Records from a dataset
+===+
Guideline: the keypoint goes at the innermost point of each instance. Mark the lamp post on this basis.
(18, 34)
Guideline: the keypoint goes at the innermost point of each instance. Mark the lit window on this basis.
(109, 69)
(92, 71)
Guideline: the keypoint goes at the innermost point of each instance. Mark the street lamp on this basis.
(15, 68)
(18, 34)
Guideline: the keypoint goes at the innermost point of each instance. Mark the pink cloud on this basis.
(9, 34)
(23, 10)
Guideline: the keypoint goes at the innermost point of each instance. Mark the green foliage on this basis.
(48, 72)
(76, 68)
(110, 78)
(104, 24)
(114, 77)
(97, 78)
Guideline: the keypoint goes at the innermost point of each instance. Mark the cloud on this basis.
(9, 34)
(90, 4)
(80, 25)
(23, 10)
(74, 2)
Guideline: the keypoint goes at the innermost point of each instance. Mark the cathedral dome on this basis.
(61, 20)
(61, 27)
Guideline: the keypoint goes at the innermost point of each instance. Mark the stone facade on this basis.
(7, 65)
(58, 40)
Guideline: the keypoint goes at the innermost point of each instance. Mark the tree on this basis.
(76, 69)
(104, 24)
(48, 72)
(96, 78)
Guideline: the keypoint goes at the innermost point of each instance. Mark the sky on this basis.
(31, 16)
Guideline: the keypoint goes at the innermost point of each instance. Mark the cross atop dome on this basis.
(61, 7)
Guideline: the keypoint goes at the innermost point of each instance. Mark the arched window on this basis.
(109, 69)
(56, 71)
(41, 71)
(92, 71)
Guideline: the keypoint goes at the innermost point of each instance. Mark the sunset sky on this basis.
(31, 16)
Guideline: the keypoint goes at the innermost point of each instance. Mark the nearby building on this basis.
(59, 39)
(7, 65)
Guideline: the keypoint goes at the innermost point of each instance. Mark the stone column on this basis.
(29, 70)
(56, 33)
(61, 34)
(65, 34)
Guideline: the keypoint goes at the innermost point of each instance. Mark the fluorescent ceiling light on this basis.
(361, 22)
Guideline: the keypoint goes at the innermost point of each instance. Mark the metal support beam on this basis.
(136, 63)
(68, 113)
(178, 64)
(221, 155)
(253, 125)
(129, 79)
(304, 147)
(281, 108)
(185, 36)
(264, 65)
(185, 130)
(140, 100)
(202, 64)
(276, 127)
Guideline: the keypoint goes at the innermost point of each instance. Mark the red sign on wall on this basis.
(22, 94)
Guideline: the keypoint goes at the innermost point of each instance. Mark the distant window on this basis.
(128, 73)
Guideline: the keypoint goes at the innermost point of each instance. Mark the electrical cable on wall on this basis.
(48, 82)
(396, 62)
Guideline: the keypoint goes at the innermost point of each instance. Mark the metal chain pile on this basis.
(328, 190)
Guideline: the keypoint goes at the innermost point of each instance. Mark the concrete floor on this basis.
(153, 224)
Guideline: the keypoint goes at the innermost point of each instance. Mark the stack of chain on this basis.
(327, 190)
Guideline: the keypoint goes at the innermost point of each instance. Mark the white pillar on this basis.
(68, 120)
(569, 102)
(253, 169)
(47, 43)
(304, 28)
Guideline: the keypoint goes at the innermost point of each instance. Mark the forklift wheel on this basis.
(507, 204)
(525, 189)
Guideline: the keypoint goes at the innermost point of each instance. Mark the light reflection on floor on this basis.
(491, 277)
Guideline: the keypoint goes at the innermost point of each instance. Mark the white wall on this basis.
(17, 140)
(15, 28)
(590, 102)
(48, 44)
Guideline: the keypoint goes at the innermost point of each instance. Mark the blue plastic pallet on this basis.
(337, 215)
+===+
> _Exercise prompt_:
Repeat all the entries exactly as given.

> _Exercise response_:
Guideline: the keypoint goes at the innermost point of each instance. Mark the lamp post on this basis.
(18, 34)
Guideline: the keypoint goes at the innermost point of each instance. Mark the lit window on this basis.
(109, 69)
(92, 71)
Guideline: the keypoint goes at the innermost point of each instance. Mark the street lamp on this basis.
(15, 68)
(18, 34)
Guideline: the keypoint goes at the innermost point of each instance. Mark the pink cloud on this basis.
(9, 34)
(23, 10)
Guideline: the keypoint goes at the innermost point of each instance. Mark the green foliage on this basis.
(48, 72)
(76, 68)
(110, 78)
(104, 24)
(114, 77)
(97, 78)
Guideline: the keypoint goes at the innermost point of each instance. Mark the cloud on this basis.
(9, 34)
(90, 4)
(80, 25)
(23, 10)
(74, 2)
Guideline: the keypoint goes at the innermost point of each instance. Mark the cathedral dome on this basis.
(61, 20)
(61, 27)
Guideline: the keypoint goes at the innermost point of each instance. Mark the stone facade on this basis.
(7, 65)
(58, 40)
Guideline: the keypoint goes at the innermost point of each instance. Mark the tree on this basis.
(76, 69)
(104, 24)
(48, 72)
(96, 78)
Guideline: the keypoint goes at the innermost point of each instance. Mark the sky on this basis.
(31, 16)
Guideline: the keypoint goes at the innermost point of each instance. Mark the cross atop dome on this basis.
(61, 7)
Guideline: the keypoint goes at the innermost point of each instance. Mark the arched window on this basis.
(109, 69)
(56, 71)
(41, 71)
(92, 71)
Guideline: the keypoint goes at the innermost point of each instance. Mark the sunset sky on this basis.
(31, 16)
Guideline: the keypoint goes at the innermost point of each instance. Mark the nearby building on this basis.
(59, 39)
(7, 65)
Guideline: the keypoint goes at the innermost point of each instance. Mark the stone column on this basis.
(29, 70)
(56, 33)
(61, 34)
(65, 34)
Guideline: the keypoint goes at the innermost point of each instance. Mark the fluorescent ceiling light on this basis.
(361, 22)
Guideline: the keypoint goes at the innermost point of each instance. Mark the metal support beam on this basis.
(136, 63)
(68, 113)
(178, 64)
(221, 155)
(253, 125)
(129, 79)
(304, 147)
(281, 108)
(185, 36)
(264, 65)
(185, 130)
(140, 100)
(202, 64)
(276, 127)
Guideline: the keypoint goes at the innermost point of each instance. Mark the red sign on wall on this basis.
(22, 94)
Guideline: the keypoint goes at the innermost point of each instance. Mark the distant window on this basis.
(128, 73)
Guideline: the keypoint goes at the innermost point of each instance. Mark the electrical cable on wall on this basis.
(48, 82)
(396, 62)
Guideline: the keypoint goes at the innermost point of each instance. Mark the metal chain pile on this basis.
(328, 190)
Guideline: the keypoint goes at the innermost point of each instance. Mark the concrete floor on this basis.
(153, 224)
Guideline: the keypoint goes at the innermost point of each instance. Mark the stack of chain on this basis.
(327, 190)
Guideline: the keypoint goes at the innermost point of each instance. Mark the white pillar on this basis.
(68, 120)
(569, 102)
(253, 169)
(47, 43)
(304, 28)
Guideline: the keypoint goes at the innermost point of each instance. Mark the forklift wheel on this basis.
(507, 204)
(525, 189)
Guideline: the keypoint goes at the innermost point of each instance. Mark the light reflection on floor on this basis.
(491, 277)
Guideline: the keypoint goes at the innermost point of each instance. Mark the white wall on this basis.
(17, 140)
(15, 28)
(590, 102)
(48, 44)
Guideline: the keypoint goes at the innermost point of each instance. Mark the blue plastic pallet on this basis.
(337, 215)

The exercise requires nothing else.